How to complete this task
Transcribe the following records exactly, images excluded.

⟨

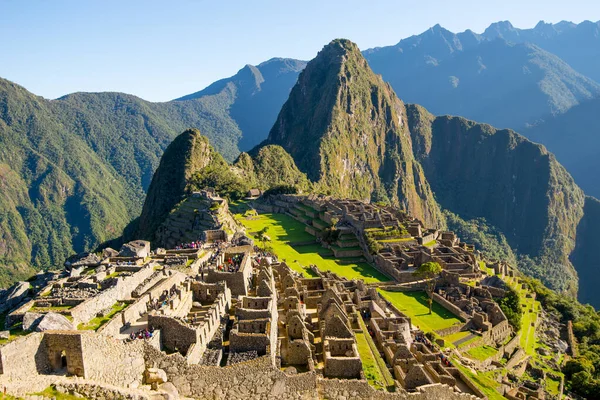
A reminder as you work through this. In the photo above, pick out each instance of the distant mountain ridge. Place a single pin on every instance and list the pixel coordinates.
(257, 93)
(346, 129)
(487, 78)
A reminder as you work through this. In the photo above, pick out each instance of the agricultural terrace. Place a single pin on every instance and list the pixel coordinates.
(415, 306)
(295, 246)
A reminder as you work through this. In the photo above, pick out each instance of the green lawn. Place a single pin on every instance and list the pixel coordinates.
(484, 380)
(450, 339)
(97, 322)
(482, 353)
(370, 368)
(384, 375)
(283, 229)
(414, 305)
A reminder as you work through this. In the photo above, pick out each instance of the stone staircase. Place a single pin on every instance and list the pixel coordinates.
(190, 219)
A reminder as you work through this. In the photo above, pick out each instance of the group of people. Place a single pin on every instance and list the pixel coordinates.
(232, 264)
(422, 339)
(157, 303)
(198, 244)
(445, 360)
(145, 333)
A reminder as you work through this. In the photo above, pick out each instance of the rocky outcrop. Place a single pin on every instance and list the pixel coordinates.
(54, 322)
(478, 171)
(13, 296)
(189, 152)
(136, 248)
(82, 260)
(346, 129)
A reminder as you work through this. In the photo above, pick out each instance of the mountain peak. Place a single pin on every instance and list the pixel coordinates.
(346, 129)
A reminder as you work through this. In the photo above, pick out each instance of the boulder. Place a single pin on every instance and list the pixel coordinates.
(136, 248)
(31, 320)
(169, 390)
(53, 321)
(154, 375)
(109, 252)
(82, 260)
(15, 294)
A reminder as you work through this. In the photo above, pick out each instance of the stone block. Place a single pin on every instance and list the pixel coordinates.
(31, 320)
(54, 321)
(155, 375)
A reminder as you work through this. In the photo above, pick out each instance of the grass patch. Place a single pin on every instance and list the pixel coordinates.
(283, 230)
(552, 386)
(383, 369)
(415, 306)
(484, 381)
(52, 393)
(470, 341)
(400, 240)
(482, 353)
(51, 309)
(95, 323)
(456, 337)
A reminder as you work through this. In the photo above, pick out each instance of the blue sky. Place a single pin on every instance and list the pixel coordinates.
(160, 50)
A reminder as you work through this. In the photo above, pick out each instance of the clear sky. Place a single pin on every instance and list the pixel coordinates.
(160, 50)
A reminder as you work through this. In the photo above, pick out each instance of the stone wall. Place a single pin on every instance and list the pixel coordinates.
(254, 379)
(175, 335)
(336, 389)
(112, 361)
(122, 290)
(98, 391)
(24, 357)
(237, 282)
(450, 307)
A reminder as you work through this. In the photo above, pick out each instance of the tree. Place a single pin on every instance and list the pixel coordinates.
(429, 271)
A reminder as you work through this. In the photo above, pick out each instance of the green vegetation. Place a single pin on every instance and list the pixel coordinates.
(374, 366)
(52, 393)
(582, 374)
(284, 230)
(429, 271)
(351, 139)
(482, 352)
(416, 306)
(511, 306)
(484, 380)
(450, 339)
(370, 367)
(95, 323)
(544, 235)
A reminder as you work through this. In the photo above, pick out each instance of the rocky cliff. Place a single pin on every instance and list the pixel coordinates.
(189, 153)
(346, 129)
(476, 170)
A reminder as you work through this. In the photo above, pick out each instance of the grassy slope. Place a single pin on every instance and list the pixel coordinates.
(414, 305)
(283, 229)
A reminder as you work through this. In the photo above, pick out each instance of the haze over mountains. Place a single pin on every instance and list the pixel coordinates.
(74, 171)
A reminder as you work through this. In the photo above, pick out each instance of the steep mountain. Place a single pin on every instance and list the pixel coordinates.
(517, 186)
(483, 78)
(584, 257)
(575, 139)
(271, 166)
(576, 44)
(346, 129)
(190, 164)
(256, 94)
(58, 195)
(189, 153)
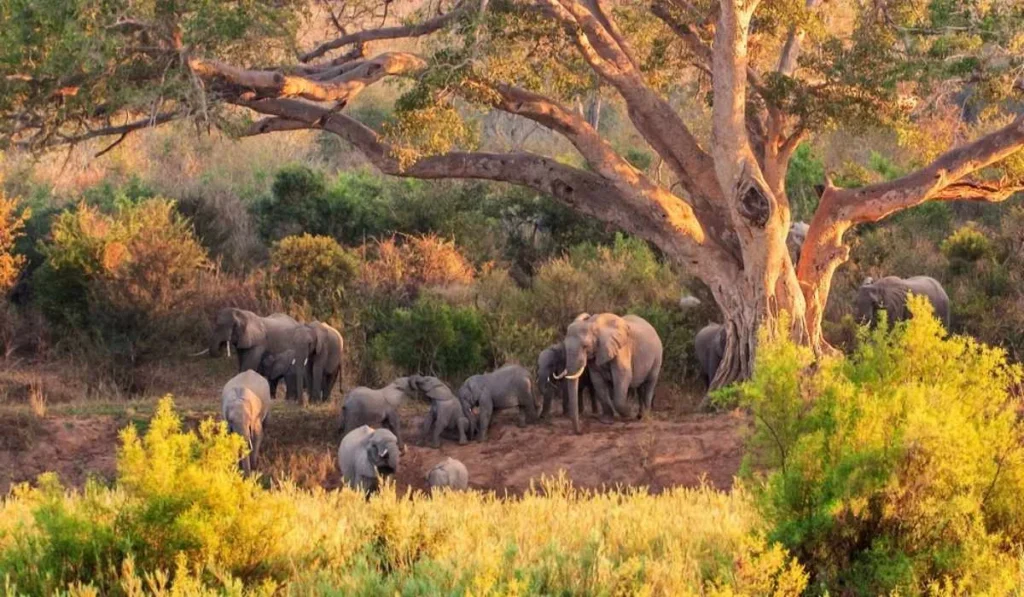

⟩

Answer box
A reminder as you work through this. In the photo above, pick out each instance of the distant mountain ridge. Place a single pin on every instance and list the pixel coordinates.
(257, 93)
(346, 129)
(487, 78)
A reminder as you work through this. In the photo above, pick out each instance of the agricultural terrace. Place a single pin on every instance and list the pixel coordinates.
(415, 306)
(295, 246)
A reminder as you work through this. In the photo above, pick out each instance of the green lawn. Place a single pin on every instance and list the pixel coordinates.
(484, 380)
(450, 339)
(97, 322)
(482, 353)
(370, 368)
(384, 375)
(283, 229)
(414, 305)
A reminder as you work through this. In the photo above, pick out each instance of the stone staircase. Place a single pin on every instance and list the pixel coordinates.
(190, 219)
A reminder as you work through this. In the photo above, pick out each instance of the group of people. Place a single pin on every instance and list the pixel coordinates.
(232, 264)
(422, 339)
(157, 303)
(198, 244)
(445, 360)
(145, 333)
A reminder as you work through this. In the photo above, pick out each instance of the rocky outcrop. Place a single pin on every instance and list the pixel coordinates.
(54, 322)
(478, 171)
(13, 296)
(189, 152)
(136, 248)
(82, 260)
(346, 129)
A reminder as you work through this. In the photo above, pick out each instance of the mountain peak. Place a single pin on every instance and list the pixel coordinates.
(346, 129)
A reminder as you work through this. In the photo above, pick out each instance of the boulder. Place a single pin on every instance and list the pixel coordinates.
(136, 248)
(31, 320)
(169, 390)
(53, 321)
(154, 375)
(109, 252)
(82, 260)
(15, 294)
A reminder as you work through this. In the photo above, pick out each instance of the stone block. Place a single pin on every instance and list the pixel coordinates.
(31, 320)
(54, 321)
(155, 375)
A reminder as you work through this. In the photo above, pick out each instance of the grass patch. Place a single pin on every instance and list the pixel coordinates.
(283, 230)
(552, 386)
(383, 369)
(415, 306)
(484, 381)
(52, 393)
(470, 341)
(400, 240)
(482, 353)
(51, 309)
(95, 323)
(456, 337)
A reminder as you work through this. In the photo above, pick out each instance of the blue sky. Place a single pin on every instance and list the pixel coordinates.
(160, 50)
A reminder as you work through this. In the photo above, pick out each instance of the clear sky. Place a single pin on every instance and list the pixel coordinates.
(160, 50)
A reminder as you work through this. In the photo above, pick out each instance of the stone wall. Place a single pin on every instance and list the pixel coordinates.
(254, 379)
(175, 335)
(336, 389)
(112, 361)
(122, 290)
(98, 391)
(24, 357)
(237, 282)
(450, 307)
A reminder as you work through this. In the photo above, pick out each instance of the tree. Place a single pin on every instance and list the pixel coordinates.
(429, 271)
A reminder as you work through this. In the photo above, pick out each instance of the green vegetation. Place a single pin on every instance and list the pixel coordinates.
(374, 366)
(52, 393)
(582, 374)
(284, 230)
(429, 271)
(351, 139)
(482, 352)
(416, 306)
(511, 306)
(484, 380)
(450, 339)
(370, 367)
(95, 323)
(544, 235)
A reminder as you work through this. In the photo above, pick out each instance of the rocky cliff. Place a single pin on every instance and list the pixel coordinates.
(189, 153)
(346, 129)
(476, 170)
A reminder as you work through this. In the photo above, pick out each instance of the grassy slope. Place a single pin on every instance and list the pixel coordinates.
(414, 305)
(283, 229)
A reminder as you work through this. In the photo above, pick out each instance of the haze over mountains. Place a single pin on every instance and list the pixel coordinates.
(74, 171)
A reminder as you work through this. In the photo above, pick out each instance of the steep mountain. Place a single pin on every instance and list the pixel coordinates.
(517, 186)
(483, 78)
(584, 257)
(575, 139)
(271, 166)
(576, 44)
(346, 129)
(190, 164)
(256, 94)
(58, 195)
(189, 153)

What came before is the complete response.